Extracted records
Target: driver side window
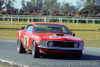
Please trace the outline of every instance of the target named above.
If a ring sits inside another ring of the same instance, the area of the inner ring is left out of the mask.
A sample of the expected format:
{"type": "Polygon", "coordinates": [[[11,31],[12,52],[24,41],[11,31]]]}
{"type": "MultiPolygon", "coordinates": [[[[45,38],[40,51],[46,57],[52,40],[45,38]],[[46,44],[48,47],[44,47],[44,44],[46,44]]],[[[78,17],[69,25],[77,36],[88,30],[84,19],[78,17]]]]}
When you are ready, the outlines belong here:
{"type": "Polygon", "coordinates": [[[32,31],[33,31],[33,25],[29,25],[29,26],[26,28],[26,32],[32,33],[32,31]]]}

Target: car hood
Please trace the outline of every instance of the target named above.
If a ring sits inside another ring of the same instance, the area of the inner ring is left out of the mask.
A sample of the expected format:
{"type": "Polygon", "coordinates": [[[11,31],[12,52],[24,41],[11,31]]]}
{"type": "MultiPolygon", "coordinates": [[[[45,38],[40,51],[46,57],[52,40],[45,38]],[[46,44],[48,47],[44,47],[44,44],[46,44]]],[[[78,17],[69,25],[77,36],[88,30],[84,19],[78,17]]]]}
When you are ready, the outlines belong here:
{"type": "Polygon", "coordinates": [[[58,33],[35,33],[35,36],[41,40],[77,41],[77,42],[83,41],[82,39],[73,37],[71,35],[58,34],[58,33]]]}

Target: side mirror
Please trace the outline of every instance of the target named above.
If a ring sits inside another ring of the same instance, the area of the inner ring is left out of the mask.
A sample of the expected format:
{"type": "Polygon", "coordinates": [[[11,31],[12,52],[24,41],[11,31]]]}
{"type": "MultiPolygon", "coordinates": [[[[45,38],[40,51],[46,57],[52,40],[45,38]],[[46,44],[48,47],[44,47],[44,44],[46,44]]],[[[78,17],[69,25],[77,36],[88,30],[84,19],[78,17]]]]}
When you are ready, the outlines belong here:
{"type": "Polygon", "coordinates": [[[21,27],[21,28],[20,28],[20,30],[24,30],[24,29],[25,29],[25,27],[21,27]]]}

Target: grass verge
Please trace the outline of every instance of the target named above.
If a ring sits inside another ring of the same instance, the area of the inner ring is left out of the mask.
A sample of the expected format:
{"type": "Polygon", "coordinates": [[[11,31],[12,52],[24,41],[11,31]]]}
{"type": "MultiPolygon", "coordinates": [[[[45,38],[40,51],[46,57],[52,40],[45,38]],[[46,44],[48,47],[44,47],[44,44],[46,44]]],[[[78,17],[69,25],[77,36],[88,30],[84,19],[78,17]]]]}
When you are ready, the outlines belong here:
{"type": "MultiPolygon", "coordinates": [[[[0,23],[3,23],[0,21],[0,23]]],[[[14,25],[11,24],[0,24],[0,28],[20,28],[26,26],[27,22],[14,22],[14,25]],[[24,24],[24,25],[22,25],[24,24]]],[[[100,24],[81,24],[76,26],[75,23],[63,23],[68,26],[69,29],[80,29],[80,30],[98,30],[100,28],[100,24]]],[[[80,37],[84,40],[85,46],[87,47],[98,47],[100,48],[100,32],[99,31],[73,31],[76,34],[76,37],[80,37]]],[[[9,30],[9,29],[0,29],[0,39],[9,39],[16,40],[17,30],[9,30]]]]}

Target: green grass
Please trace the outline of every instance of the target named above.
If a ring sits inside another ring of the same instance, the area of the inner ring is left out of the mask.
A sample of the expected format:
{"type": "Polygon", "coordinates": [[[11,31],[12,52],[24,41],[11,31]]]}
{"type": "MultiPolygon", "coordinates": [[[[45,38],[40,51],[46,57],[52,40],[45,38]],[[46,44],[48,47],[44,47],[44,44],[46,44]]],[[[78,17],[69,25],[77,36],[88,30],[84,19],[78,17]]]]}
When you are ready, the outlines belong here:
{"type": "MultiPolygon", "coordinates": [[[[0,21],[0,28],[20,28],[23,26],[27,26],[28,22],[20,21],[14,22],[14,25],[11,25],[8,21],[0,21]],[[6,24],[2,24],[6,23],[6,24]],[[7,24],[8,23],[8,24],[7,24]],[[24,25],[22,25],[24,24],[24,25]]],[[[64,25],[68,26],[69,29],[79,29],[79,30],[98,30],[100,28],[100,24],[85,24],[79,23],[76,26],[76,23],[63,23],[64,25]]],[[[76,37],[80,37],[84,40],[85,46],[87,47],[98,47],[100,48],[100,31],[73,31],[76,34],[76,37]]],[[[9,30],[9,29],[0,29],[0,39],[9,39],[9,40],[16,40],[16,33],[17,30],[9,30]]]]}

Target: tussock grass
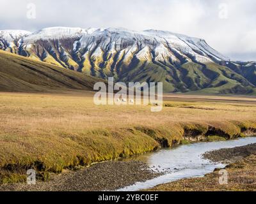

What the exercise asks
Retype the material above word for word, from start to finish, and leave out the pictures.

Solution for this task
Target: driver side window
Please trace the outline of every instance of the target named above.
If a ring sits inside another ring of the same instance, the area of the inner ring is left out of the mask.
A sample of the expected format:
{"type": "Polygon", "coordinates": [[[11,31],[12,52],[24,41],[11,31]]]}
{"type": "MultiPolygon", "coordinates": [[[[45,38],[40,51],[46,57],[52,40],[45,38]],[[46,44],[48,47],[44,47],[44,44],[46,44]]],[[[78,17],[69,25],[77,36],[88,30],[84,19],[78,17]]]]}
When you are ready, the outlines belong here:
{"type": "Polygon", "coordinates": [[[32,31],[33,31],[33,25],[29,25],[29,26],[26,28],[26,32],[32,33],[32,31]]]}

Target: car hood
Please trace the outline of every instance of the target named above.
If a ring sits inside another ring of the same instance, the area of the inner ring is left out of the mask.
A sample of the expected format:
{"type": "Polygon", "coordinates": [[[11,31],[12,52],[24,41],[11,31]]]}
{"type": "MultiPolygon", "coordinates": [[[[45,38],[40,51],[46,57],[52,40],[45,38]],[[46,44],[48,47],[44,47],[44,44],[46,44]]],[[[78,17],[69,25],[77,36],[88,30],[84,19],[78,17]]]]}
When you are ready, the outlines belong here:
{"type": "Polygon", "coordinates": [[[58,33],[35,33],[35,36],[41,40],[77,41],[77,42],[83,41],[82,39],[73,37],[71,35],[58,34],[58,33]]]}

Target: side mirror
Please trace the outline of every instance of the target named above.
If a ring sits inside another ring of the same instance, the area of the inner ring is left out of the mask.
A sample of the expected format:
{"type": "Polygon", "coordinates": [[[11,31],[12,52],[24,41],[11,31]]]}
{"type": "MultiPolygon", "coordinates": [[[[45,38],[40,51],[46,57],[52,40],[45,38]],[[46,44],[48,47],[44,47],[44,44],[46,44]]],[[[78,17],[69,25],[77,36],[88,30],[84,19],[78,17]]]]}
When you are ready, the outlines belong here:
{"type": "Polygon", "coordinates": [[[21,27],[21,28],[20,28],[20,30],[24,30],[24,29],[25,29],[25,27],[21,27]]]}

Target: grass verge
Please trace the outline of every instance of the target named above.
If a ring sits inside another ring of the same instance, the area of the inner ring is left out of the mask.
A sample of the expected format:
{"type": "Polygon", "coordinates": [[[11,31],[12,52],[24,41],[11,31]]]}
{"type": "MultiPolygon", "coordinates": [[[[45,38],[40,51],[46,57],[52,40],[45,38]],[[46,44],[48,47],[44,47],[44,44],[46,44]]],[[[78,17],[69,25],[77,36],[88,30],[84,19],[78,17]]]]}
When you are ready, the outlines belong here:
{"type": "MultiPolygon", "coordinates": [[[[0,23],[3,23],[0,21],[0,23]]],[[[14,25],[11,24],[0,24],[0,28],[20,28],[26,26],[27,22],[14,22],[14,25]],[[24,24],[24,25],[22,25],[24,24]]],[[[100,24],[81,24],[76,26],[75,23],[63,23],[68,26],[69,29],[80,29],[80,30],[98,30],[100,28],[100,24]]],[[[80,37],[84,40],[85,46],[87,47],[98,47],[100,48],[100,32],[99,31],[73,31],[76,34],[76,37],[80,37]]],[[[9,30],[9,29],[0,29],[0,39],[9,39],[16,40],[17,30],[9,30]]]]}

Target: green grass
Please trace the outline of every instance of the target named above.
If a ring sits inside another ring of the same instance, the area of the inner ring is left out of the mask.
A sample of the expected format:
{"type": "Polygon", "coordinates": [[[11,31],[12,52],[24,41],[11,31]]]}
{"type": "MultiPolygon", "coordinates": [[[[45,38],[40,51],[46,57],[52,40],[45,38]],[[46,44],[48,47],[44,47],[44,44],[46,44]]],[[[78,17],[69,25],[77,36],[88,30],[84,19],[78,17]]]]}
When you are ready, the outlines belong here:
{"type": "MultiPolygon", "coordinates": [[[[0,21],[0,28],[20,28],[23,26],[27,26],[28,22],[20,21],[14,22],[14,25],[11,25],[8,21],[0,21]],[[6,24],[2,24],[6,23],[6,24]],[[7,24],[8,23],[8,24],[7,24]],[[24,25],[22,25],[24,24],[24,25]]],[[[64,25],[68,26],[69,29],[79,29],[79,30],[98,30],[100,28],[100,24],[85,24],[79,23],[76,26],[76,23],[63,23],[64,25]]],[[[76,37],[80,37],[84,40],[85,46],[87,47],[98,47],[100,48],[100,31],[73,31],[76,34],[76,37]]],[[[9,30],[9,29],[0,29],[0,39],[9,39],[9,40],[16,40],[16,33],[17,30],[9,30]]]]}

Target: tussock grass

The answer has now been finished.